• [WORK ORDER]:
Print the listing below verbatim, keeping every line and character unchanged.

[Stored records]
----------------------------------------

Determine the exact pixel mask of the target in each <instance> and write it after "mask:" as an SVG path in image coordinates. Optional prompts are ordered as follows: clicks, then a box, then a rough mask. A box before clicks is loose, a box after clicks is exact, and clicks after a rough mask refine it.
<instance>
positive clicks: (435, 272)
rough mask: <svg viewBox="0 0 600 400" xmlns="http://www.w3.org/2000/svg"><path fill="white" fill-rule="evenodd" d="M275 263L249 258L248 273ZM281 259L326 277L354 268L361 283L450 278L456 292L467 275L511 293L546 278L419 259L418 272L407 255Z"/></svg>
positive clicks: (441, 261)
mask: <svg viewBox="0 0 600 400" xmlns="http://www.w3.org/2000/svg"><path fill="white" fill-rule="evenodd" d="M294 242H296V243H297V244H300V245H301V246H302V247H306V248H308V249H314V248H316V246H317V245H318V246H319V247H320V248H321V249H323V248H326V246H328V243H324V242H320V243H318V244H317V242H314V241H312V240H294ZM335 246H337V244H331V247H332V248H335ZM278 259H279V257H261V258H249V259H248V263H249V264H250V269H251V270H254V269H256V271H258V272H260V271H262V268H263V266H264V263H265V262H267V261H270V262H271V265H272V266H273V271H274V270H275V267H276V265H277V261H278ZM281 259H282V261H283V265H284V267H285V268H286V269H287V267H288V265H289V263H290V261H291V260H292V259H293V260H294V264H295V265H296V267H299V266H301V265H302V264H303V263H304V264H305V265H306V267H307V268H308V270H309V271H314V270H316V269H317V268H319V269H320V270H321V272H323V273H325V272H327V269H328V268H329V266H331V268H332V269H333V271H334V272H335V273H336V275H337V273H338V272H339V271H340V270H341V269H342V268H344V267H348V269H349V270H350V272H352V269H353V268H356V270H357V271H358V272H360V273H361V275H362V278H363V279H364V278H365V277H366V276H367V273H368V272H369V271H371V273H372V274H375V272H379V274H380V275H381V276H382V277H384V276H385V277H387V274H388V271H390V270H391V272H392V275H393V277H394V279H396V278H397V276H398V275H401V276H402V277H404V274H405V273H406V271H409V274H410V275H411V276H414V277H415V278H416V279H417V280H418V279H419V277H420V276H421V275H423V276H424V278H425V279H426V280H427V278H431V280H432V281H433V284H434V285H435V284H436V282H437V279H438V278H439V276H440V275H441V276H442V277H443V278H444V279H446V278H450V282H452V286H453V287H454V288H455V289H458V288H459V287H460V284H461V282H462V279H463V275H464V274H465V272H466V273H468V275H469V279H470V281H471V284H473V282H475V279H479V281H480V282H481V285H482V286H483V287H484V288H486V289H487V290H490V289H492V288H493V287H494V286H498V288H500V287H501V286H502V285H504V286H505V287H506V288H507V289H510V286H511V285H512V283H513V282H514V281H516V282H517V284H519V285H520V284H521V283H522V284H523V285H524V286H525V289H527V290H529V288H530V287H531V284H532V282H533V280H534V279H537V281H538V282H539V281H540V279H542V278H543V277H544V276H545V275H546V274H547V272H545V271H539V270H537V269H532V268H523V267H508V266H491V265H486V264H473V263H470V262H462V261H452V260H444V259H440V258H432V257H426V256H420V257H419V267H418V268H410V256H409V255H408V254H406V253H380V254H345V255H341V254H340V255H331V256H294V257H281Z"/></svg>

----------------------------------------

• [YOUR RESPONSE]:
Determine the exact pixel mask of the target in each <instance> and write it after "mask:" as an SVG path in image coordinates. Optional prompts are ordered as follows: clicks, then a box, then a rough mask. A box before clicks is loose, a box after clicks is exact, and clicks after a rough mask refine it.
<instance>
positive clicks: (435, 272)
rough mask: <svg viewBox="0 0 600 400" xmlns="http://www.w3.org/2000/svg"><path fill="white" fill-rule="evenodd" d="M275 263L249 258L248 273ZM281 259L326 277L354 268L361 283L450 278L456 292L467 275L511 293L546 278L419 259L418 272L407 255Z"/></svg>
positive clicks: (441, 261)
mask: <svg viewBox="0 0 600 400" xmlns="http://www.w3.org/2000/svg"><path fill="white" fill-rule="evenodd" d="M294 242H296V243H297V244H300V245H301V246H302V247H306V248H308V249H314V248H316V246H317V245H318V246H319V247H320V248H321V249H323V248H326V246H328V243H324V242H320V243H318V244H317V242H314V241H312V240H294ZM335 246H337V244H331V247H332V248H335ZM278 259H279V257H261V258H249V259H248V263H249V264H250V269H251V270H254V269H256V271H258V272H260V271H262V268H263V266H264V263H265V262H267V261H270V262H271V265H272V266H273V271H274V270H275V267H276V265H277V261H278ZM281 259H282V261H283V265H284V267H285V268H286V269H287V267H288V265H289V263H290V261H291V260H292V259H293V260H294V264H295V265H296V267H299V266H301V265H302V264H303V263H304V264H305V265H306V267H307V268H308V270H309V271H314V270H316V269H317V268H319V269H320V270H321V272H323V273H325V272H327V269H328V268H329V266H331V268H332V269H333V271H334V272H335V273H336V275H337V273H338V272H339V271H340V270H341V269H342V268H344V267H348V269H349V270H350V272H352V269H353V268H356V270H357V271H358V272H360V273H361V275H362V278H363V279H364V278H365V277H366V276H367V273H368V272H369V271H371V273H372V274H375V272H379V274H380V275H381V276H382V277H384V276H385V277H387V274H388V271H390V270H391V272H392V275H393V277H394V279H396V278H397V276H398V275H401V276H402V277H404V274H405V273H406V271H409V274H410V275H411V276H414V277H415V278H416V279H417V280H418V279H419V277H420V276H421V275H423V276H424V278H425V279H426V280H427V278H431V280H432V281H433V284H434V285H435V284H436V282H437V279H438V278H439V276H440V275H441V276H442V277H443V278H444V279H446V278H450V282H452V286H453V287H454V288H455V289H458V288H459V287H460V284H461V282H462V279H463V275H464V274H465V272H466V273H468V275H469V279H470V281H471V284H473V282H475V279H479V281H480V282H481V285H482V286H483V287H484V288H486V289H487V290H490V289H492V288H493V287H494V286H498V288H500V287H501V286H502V285H504V286H505V287H506V288H507V289H510V286H511V285H512V283H513V282H514V281H516V282H517V284H519V285H520V284H521V283H522V284H523V285H524V286H525V289H527V290H529V288H530V287H531V284H532V282H533V280H534V279H537V281H538V282H539V281H540V279H542V278H543V277H544V276H545V275H546V274H547V272H545V271H539V270H537V269H532V268H523V267H508V266H491V265H486V264H473V263H470V262H462V261H452V260H444V259H440V258H432V257H426V256H420V257H419V267H418V268H410V256H409V255H408V254H406V253H380V254H345V255H341V254H340V255H331V256H294V257H281Z"/></svg>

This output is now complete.